* [Article]:
# Lowrance X67c or Elite 4X?



## salmon slayer2 (Aug 19, 2008)

Before I even begin, I know this topic gets beaten to death on a regular basis, but I just have two questions. 

I have been doing my research and reading reviews on fish finders over the past few days and I have narrowed it down to the Elite 4x ice machine. I also found the X67c still available for purchase at http://www.thornebros.com/shop/pc/Lowrance-X67c-Ice-Machine-41p15748.htm $249.99 shipped.

http://www.franksgreatoutdoors.com/lowrance-4x-ice-machine.html
$296.00 after taxes if I pick it up and also comes with the summer transducer.
From what I have read, they both have graph as well as dial displays. 

My question is, how much better is the elite 4x than the x67c, or is it better? Which would you purchase?

* [Prompt 1]: In the thread, what extra item comes with the Elite 4x at the $296.00 price?
The thread above has no connection to the records that come after it.

* [Provided records]:
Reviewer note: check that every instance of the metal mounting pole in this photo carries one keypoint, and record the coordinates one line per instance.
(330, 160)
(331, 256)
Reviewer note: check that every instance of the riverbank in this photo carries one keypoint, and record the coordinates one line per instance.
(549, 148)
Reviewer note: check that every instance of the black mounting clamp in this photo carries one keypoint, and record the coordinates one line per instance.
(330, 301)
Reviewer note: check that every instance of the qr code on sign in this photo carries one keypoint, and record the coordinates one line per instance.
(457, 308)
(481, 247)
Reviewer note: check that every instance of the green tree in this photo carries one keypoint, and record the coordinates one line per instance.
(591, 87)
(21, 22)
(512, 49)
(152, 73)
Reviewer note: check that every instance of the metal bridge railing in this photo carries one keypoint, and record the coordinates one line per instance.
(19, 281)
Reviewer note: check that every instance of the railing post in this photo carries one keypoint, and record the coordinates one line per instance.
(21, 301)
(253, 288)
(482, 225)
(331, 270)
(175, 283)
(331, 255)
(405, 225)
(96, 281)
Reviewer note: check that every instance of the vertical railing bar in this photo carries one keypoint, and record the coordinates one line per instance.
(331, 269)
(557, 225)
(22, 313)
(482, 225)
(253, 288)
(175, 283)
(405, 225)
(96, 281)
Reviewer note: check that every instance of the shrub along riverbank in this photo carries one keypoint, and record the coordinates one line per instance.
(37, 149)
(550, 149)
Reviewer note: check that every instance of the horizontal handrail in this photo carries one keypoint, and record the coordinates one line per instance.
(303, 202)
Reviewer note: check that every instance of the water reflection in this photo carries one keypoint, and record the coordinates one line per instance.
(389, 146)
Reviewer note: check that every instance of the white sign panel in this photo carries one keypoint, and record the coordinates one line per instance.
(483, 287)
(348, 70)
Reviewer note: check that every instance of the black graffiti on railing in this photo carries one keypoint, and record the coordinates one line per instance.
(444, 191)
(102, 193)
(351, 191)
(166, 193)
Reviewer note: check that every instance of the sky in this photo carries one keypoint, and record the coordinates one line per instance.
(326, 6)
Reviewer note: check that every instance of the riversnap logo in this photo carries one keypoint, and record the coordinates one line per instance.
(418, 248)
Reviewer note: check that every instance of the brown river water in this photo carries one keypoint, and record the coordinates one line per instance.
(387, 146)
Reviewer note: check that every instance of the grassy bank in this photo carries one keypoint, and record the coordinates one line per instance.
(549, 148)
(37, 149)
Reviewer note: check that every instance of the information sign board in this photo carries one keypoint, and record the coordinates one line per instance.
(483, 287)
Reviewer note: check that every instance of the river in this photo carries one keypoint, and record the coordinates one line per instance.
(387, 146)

* [Prompt 2]: Please duplicate the records from the line that contains "Reviewer note: check that every instance of the sky" through the end of the records, keeping both ends.

* [Exercise solution 1]: The summer transducer.

* [Exercise solution 2]:
Reviewer note: check that every instance of the sky in this photo carries one keypoint, and record the coordinates one line per instance.
(326, 6)
Reviewer note: check that every instance of the riversnap logo in this photo carries one keypoint, and record the coordinates one line per instance.
(418, 248)
Reviewer note: check that every instance of the brown river water in this photo carries one keypoint, and record the coordinates one line per instance.
(387, 146)
Reviewer note: check that every instance of the grassy bank in this photo carries one keypoint, and record the coordinates one line per instance.
(549, 148)
(37, 149)
Reviewer note: check that every instance of the information sign board in this photo carries one keypoint, and record the coordinates one line per instance.
(483, 287)
Reviewer note: check that every instance of the river in this photo carries one keypoint, and record the coordinates one line per instance.
(387, 146)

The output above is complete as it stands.